→ **Your assignment**
Render this sentence from the grey seal stock assessment in French: "The model predicts that population size in all three management areas continues to grow."
=== Source document ===
# Science Advisory Report 2014/010

## Stock Assessment of Canadian Grey Seals *(Halichoerus Grypus)*

### Summary

- Canadian Grey seals form a single genetic population that is divided into three groups for management purposes based on the location of breeding sites. Most pups (81%) are born on Sable Island (Sable), while 15% are born in the Gulf of St Lawrence (Gulf) and 4% are born along the coast of Nova Scotia (CNS). These proportions have changed over time, with a decline in the fraction of the population born in the Gulf.
- A population model incorporating estimates of reproductive rates up to 2012 was fitted to pup production estimates up to 2010 to describe the dynamics of the grey seal population in Atlantic Canada. Combining all three herds, the model estimated a total 2014 grey seal pup production in Atlantic Canada of 93,000 (95% CI=48,000-137,000) animals, with an associated total population of 505,000 (95% CI=329,000-682,000). The model predicts that population size in all three management areas continues to grow.
- The current estimate of population size is higher than what was presented in the last assessment. The higher estimate of population size results from differences in the reproductive rates applied between the two assessments, as well as relaxing the limits on environmental carrying capacity in the current assessment which allowed the modelled population to increase more rapidly. Although, there is evidence of a reduction in juvenile survival on Sable Island, there is not sufficient information in the time series of pup production to estimate the carrying capacity. This is reflected in higher estimates of total population.
- Removals from the population during the last five years include animals taken in the commercial harvest, for scientific collections and as nuisance seals (seals removed for damaging gear and catches). Estimates of the number of seals killed as nuisance seals are poorly known. There are no data available on incidental catches, but the numbers are thought to be small.
=== Input data ===
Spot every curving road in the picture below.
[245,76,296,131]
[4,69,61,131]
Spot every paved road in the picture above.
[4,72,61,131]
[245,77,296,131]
===
→ **Task output**
Le modèle prévoit que la taille de la population continue de croître dans les trois zones de gestion.